TASK GOAL:
Repeat exactly the lines below that lie between the line with "# annotate every instance of the chin" and the line with "# annotate every instance of the white", counting both of those lines as part of the answer.

DATA EXTRACT:
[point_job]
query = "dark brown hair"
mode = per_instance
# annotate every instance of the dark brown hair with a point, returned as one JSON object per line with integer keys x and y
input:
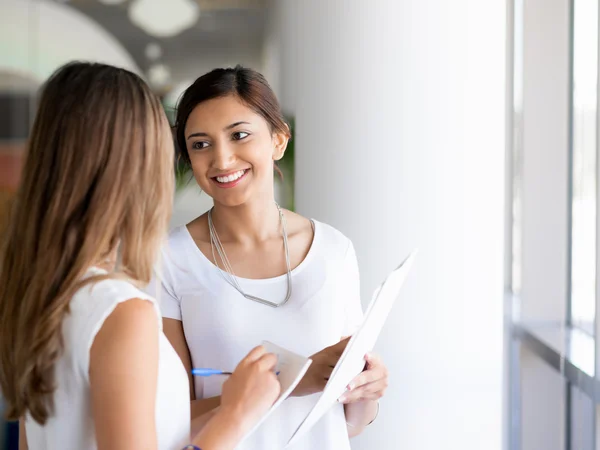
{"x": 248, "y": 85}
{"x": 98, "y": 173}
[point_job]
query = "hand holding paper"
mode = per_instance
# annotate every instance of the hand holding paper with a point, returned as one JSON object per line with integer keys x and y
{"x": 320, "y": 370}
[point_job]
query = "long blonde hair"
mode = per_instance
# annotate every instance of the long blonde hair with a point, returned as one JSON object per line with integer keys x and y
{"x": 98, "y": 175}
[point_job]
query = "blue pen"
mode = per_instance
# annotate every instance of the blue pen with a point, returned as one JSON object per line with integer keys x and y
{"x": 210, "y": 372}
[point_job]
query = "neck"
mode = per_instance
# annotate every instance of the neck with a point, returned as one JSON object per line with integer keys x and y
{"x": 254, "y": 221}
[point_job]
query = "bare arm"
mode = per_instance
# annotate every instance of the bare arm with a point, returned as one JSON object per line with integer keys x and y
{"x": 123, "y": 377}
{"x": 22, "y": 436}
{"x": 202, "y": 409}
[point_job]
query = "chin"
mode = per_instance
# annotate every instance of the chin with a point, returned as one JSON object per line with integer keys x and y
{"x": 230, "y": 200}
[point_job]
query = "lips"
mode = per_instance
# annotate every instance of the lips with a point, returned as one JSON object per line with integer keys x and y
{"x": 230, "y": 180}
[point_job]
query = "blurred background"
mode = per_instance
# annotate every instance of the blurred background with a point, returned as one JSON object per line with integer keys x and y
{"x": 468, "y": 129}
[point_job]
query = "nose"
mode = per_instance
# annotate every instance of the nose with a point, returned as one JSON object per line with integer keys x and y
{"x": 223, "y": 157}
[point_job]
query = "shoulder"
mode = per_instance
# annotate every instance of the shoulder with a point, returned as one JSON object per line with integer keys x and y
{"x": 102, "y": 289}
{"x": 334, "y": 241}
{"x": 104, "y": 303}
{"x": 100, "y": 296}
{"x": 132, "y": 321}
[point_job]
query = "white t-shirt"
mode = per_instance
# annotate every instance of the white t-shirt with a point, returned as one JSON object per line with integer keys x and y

--

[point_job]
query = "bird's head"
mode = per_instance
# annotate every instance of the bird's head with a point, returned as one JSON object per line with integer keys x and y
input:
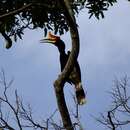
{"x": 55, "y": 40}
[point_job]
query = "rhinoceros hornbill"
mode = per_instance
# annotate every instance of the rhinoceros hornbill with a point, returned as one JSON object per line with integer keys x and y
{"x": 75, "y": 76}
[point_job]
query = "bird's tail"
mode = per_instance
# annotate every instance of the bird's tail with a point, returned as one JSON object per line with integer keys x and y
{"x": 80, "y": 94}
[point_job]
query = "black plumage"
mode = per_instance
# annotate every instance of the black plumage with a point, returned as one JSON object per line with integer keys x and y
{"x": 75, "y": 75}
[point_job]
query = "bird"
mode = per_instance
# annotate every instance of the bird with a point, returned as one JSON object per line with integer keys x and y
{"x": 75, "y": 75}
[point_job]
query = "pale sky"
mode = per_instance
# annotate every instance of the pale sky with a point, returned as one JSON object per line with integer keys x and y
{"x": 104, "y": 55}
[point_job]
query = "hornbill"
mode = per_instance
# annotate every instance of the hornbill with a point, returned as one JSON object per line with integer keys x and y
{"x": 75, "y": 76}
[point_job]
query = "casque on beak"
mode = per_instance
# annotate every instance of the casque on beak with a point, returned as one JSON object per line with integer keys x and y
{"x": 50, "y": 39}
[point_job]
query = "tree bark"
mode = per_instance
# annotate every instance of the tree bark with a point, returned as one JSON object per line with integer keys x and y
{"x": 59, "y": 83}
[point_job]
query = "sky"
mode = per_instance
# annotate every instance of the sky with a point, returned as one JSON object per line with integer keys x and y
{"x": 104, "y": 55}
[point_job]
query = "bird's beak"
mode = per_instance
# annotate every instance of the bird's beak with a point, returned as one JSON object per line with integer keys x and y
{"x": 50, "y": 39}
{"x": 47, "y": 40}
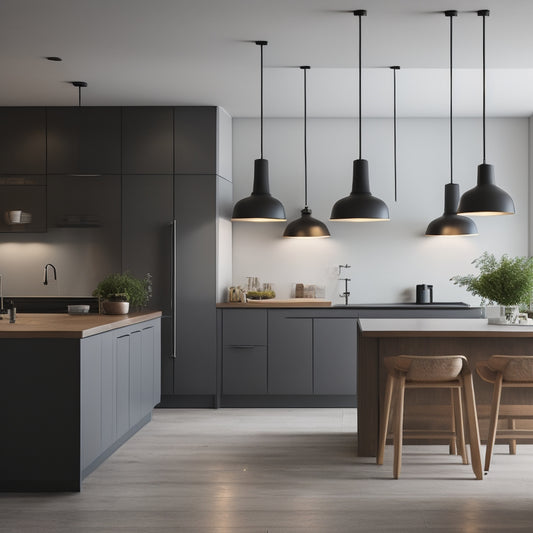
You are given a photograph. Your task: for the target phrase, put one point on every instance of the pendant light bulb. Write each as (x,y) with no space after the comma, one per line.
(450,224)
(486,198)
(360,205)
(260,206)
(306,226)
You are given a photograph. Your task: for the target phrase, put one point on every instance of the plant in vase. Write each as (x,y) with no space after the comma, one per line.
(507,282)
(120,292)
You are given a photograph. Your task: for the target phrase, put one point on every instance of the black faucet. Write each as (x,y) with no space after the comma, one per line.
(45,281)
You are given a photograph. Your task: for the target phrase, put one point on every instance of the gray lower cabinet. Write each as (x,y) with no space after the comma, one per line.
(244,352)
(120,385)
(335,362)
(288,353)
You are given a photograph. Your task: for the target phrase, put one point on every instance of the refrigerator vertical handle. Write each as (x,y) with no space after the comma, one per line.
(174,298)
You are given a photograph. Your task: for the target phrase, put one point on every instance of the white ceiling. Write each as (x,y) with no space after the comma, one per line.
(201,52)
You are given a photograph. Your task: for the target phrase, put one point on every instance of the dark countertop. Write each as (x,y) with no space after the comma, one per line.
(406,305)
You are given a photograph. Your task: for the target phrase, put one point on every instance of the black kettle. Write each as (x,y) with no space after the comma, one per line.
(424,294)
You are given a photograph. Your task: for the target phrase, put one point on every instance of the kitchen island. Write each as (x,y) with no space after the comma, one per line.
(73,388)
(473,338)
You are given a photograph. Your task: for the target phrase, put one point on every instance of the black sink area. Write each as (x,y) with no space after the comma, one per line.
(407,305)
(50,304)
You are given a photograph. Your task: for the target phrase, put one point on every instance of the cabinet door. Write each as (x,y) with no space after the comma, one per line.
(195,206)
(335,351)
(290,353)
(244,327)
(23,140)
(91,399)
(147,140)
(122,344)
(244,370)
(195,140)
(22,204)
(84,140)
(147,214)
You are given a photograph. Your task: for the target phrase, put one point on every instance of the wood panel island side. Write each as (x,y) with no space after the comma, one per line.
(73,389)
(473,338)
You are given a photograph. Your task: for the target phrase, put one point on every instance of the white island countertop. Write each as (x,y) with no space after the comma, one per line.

SOLUTION FOR THIS PROBLEM:
# annotate every instance of the chin with a point, returned as one JSON object per line with integer keys x and y
{"x": 230, "y": 200}
[point_job]
query = "lips"
mode = per_instance
# annotate every instance of the lips with a point, returned as one JSON object per line with integer keys x and y
{"x": 230, "y": 180}
[point_job]
query = "blurred background"
mode = per_instance
# annotate every instance of the blurred background with a point, returned as one JSON object per line with integer keys x and y
{"x": 468, "y": 129}
[point_job]
query = "nose"
mode = per_instance
# annotate every instance of the nose with a point, returned as one JSON object per line with integer keys x and y
{"x": 223, "y": 157}
[point_job]
query = "shoulder"
mode = per_instance
# annotate every instance of the shoulder with a point, returned as one JSON object per line with integer keys x and y
{"x": 102, "y": 289}
{"x": 334, "y": 241}
{"x": 104, "y": 303}
{"x": 100, "y": 296}
{"x": 132, "y": 321}
[point_job]
query = "white t-shirt"
mode = per_instance
# annotate every instance of the white t-shirt with a point, returned as one JSON object per line with integer keys x and y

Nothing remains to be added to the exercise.